• [INSTRUCTIONS TO FOLLOW]
Each line from the one with "The component shall return one point per instance of the gap" through the last line of the records must be output exactly, both ends included.

• [Excerpts from a dataset]
● ● ● ● ●
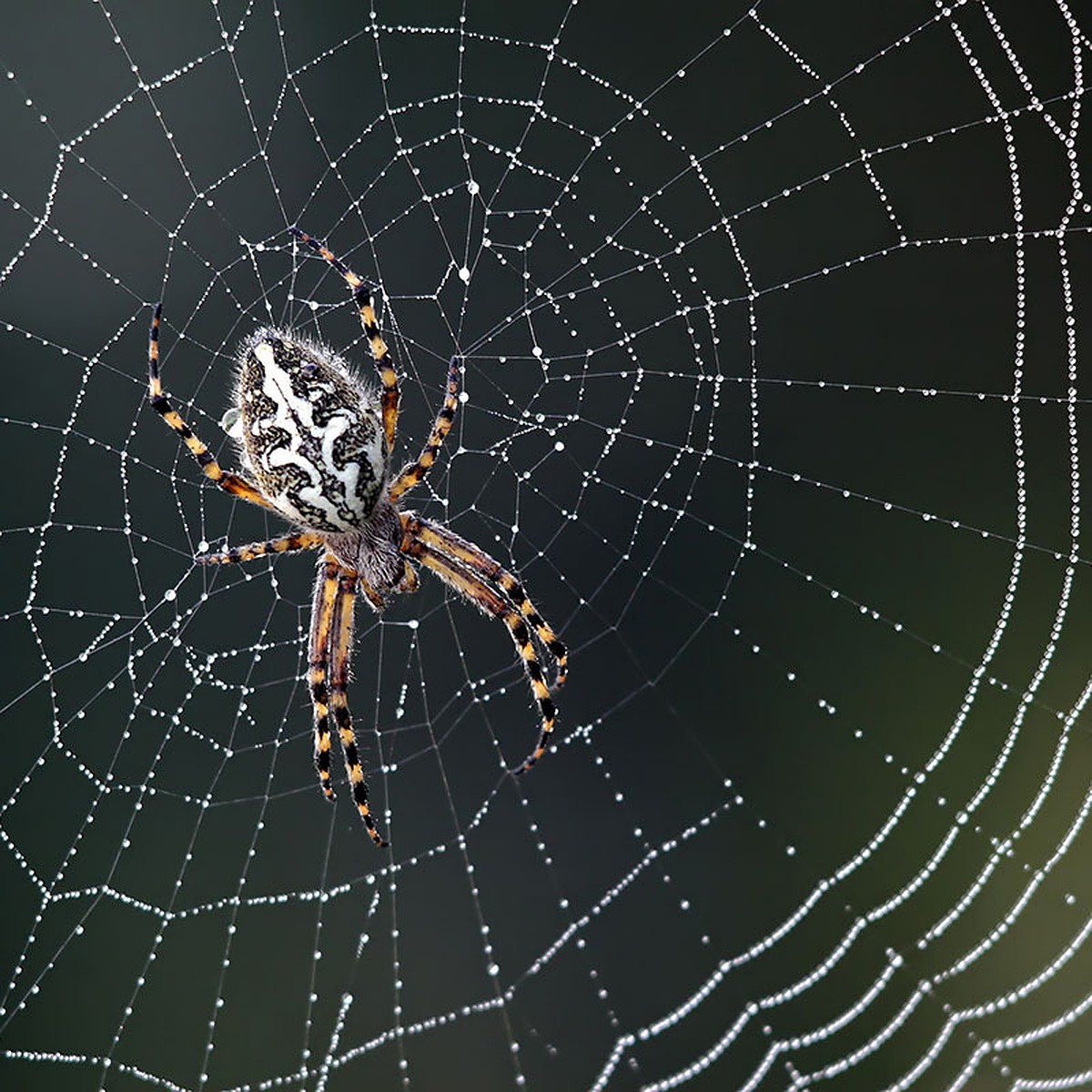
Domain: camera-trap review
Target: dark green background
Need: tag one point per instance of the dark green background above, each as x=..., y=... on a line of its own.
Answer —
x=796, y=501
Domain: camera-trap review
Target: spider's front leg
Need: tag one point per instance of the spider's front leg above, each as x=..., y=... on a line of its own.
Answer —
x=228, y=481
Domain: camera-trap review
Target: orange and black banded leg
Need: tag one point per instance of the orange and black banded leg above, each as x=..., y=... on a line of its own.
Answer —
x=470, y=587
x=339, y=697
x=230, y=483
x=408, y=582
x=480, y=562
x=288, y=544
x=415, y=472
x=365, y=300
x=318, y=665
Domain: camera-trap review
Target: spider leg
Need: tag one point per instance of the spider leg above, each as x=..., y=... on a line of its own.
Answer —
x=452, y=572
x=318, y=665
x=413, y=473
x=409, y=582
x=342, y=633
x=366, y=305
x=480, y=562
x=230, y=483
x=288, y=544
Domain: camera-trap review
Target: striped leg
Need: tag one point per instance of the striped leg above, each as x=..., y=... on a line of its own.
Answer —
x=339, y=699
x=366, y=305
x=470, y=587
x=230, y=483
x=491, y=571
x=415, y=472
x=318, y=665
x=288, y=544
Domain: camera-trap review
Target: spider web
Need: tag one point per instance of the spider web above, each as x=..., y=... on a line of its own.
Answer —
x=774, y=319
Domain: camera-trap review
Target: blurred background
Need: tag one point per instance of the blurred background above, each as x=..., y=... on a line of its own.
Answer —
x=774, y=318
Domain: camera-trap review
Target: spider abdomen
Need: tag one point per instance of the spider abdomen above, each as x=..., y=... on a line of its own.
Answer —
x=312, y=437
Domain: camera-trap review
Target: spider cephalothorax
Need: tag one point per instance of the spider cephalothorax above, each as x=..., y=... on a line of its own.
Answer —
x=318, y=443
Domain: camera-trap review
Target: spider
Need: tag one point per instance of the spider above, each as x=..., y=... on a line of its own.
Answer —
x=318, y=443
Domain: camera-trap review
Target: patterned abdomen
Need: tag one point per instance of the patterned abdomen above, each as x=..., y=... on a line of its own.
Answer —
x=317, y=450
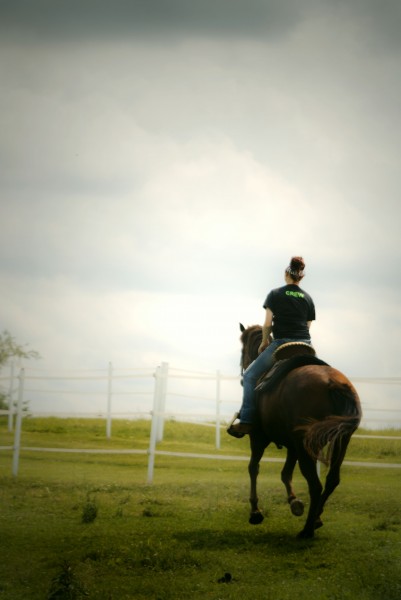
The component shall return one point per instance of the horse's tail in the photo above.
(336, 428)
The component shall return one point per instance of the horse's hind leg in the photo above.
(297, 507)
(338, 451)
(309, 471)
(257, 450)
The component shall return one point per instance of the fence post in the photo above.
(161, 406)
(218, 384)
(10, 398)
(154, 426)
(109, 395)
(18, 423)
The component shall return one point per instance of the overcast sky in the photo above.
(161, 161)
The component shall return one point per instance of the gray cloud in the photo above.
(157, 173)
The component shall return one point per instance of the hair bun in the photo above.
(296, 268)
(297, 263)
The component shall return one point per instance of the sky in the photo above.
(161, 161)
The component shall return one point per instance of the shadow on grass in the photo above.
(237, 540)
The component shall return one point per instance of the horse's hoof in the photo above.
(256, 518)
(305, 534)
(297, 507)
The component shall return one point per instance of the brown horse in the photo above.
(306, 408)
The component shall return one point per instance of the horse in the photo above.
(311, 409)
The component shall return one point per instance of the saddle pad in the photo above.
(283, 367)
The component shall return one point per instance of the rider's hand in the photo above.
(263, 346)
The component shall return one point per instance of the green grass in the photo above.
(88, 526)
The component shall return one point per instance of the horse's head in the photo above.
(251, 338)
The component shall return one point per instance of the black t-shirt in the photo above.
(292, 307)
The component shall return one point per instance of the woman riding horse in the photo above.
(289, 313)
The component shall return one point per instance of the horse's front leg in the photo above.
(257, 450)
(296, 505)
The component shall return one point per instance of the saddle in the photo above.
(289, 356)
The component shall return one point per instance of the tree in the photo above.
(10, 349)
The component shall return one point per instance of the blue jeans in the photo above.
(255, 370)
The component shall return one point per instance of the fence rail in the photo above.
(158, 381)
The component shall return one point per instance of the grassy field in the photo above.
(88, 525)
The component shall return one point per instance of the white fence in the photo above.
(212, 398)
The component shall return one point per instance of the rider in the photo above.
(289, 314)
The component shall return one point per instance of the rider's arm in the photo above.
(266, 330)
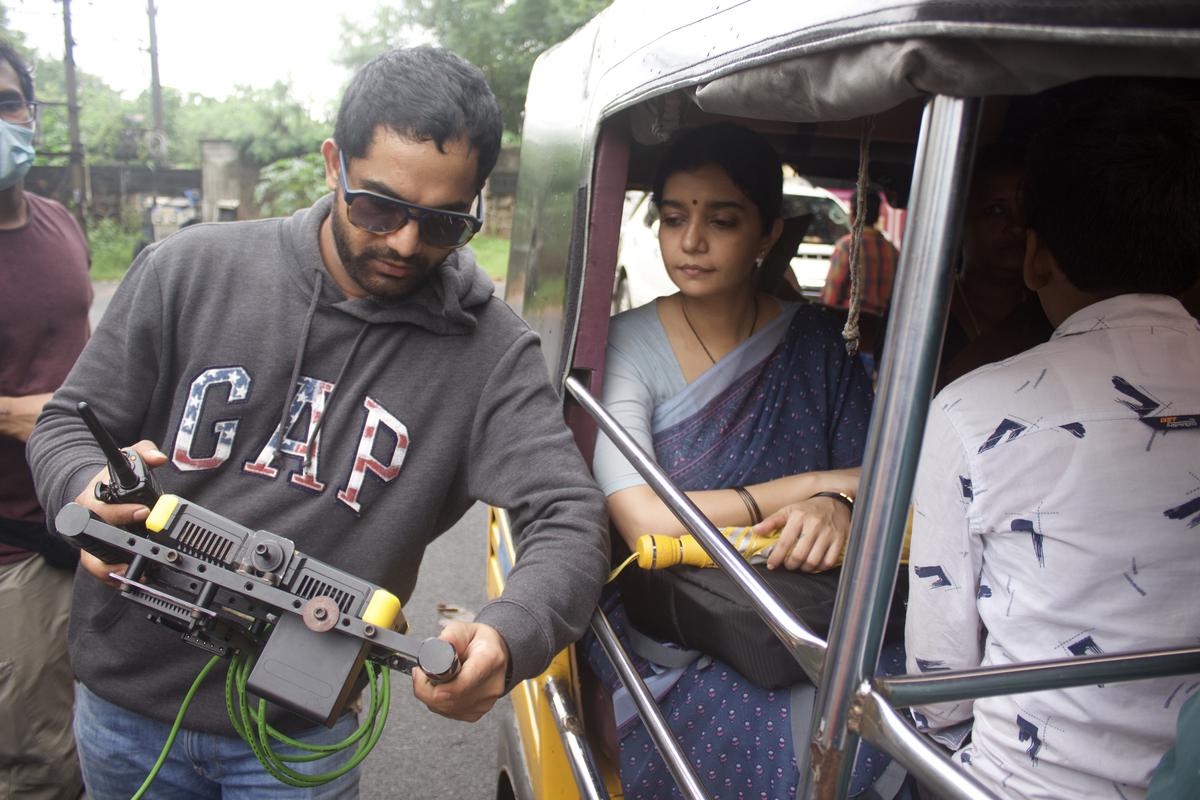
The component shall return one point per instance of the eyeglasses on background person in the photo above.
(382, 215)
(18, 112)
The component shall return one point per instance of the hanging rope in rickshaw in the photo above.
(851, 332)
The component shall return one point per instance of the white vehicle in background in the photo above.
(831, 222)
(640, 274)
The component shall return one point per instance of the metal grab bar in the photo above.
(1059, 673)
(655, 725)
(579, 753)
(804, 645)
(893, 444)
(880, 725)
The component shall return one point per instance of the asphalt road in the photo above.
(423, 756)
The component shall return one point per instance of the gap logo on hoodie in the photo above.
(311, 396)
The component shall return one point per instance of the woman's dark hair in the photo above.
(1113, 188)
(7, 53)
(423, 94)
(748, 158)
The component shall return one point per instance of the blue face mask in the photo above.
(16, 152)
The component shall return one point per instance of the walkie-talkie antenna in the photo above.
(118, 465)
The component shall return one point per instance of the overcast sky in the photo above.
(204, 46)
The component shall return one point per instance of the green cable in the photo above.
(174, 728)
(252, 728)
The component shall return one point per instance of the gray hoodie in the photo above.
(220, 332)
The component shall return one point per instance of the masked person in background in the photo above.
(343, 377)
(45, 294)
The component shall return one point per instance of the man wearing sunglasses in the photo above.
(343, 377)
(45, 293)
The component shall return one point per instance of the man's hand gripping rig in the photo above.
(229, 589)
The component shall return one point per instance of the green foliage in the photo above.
● ● ● ● ●
• [RESULT OF THIS EXERCISE]
The component shall return one point per instance of the gap logo on hoodie in the photo above.
(311, 396)
The component shall return one point per instance of the woman's dark hair in the photo above.
(1113, 188)
(7, 53)
(423, 94)
(748, 158)
The component shall return one point per instance of the blue face mask in the photo above.
(16, 152)
The component shall return one point per instance of the walkie-talkie antenna in the photo above.
(118, 465)
The component shall return one point per instance of the overcast sky in the photo above.
(204, 46)
The component shall return one point per instance of the green cable in the photo above.
(174, 728)
(252, 728)
The component shall return one point per instance of the gray hoodie in the photo above.
(220, 332)
The component shall return one point per instance of the masked person in background in the photo above.
(343, 377)
(45, 294)
The component shall return one point per instance of the man wearing sunglasses in the photo above.
(343, 377)
(45, 293)
The component shall return one point per instance of the man's hand gripping rig in the photo above.
(229, 589)
The component shall return one point per instance of the green foliage in the photo above.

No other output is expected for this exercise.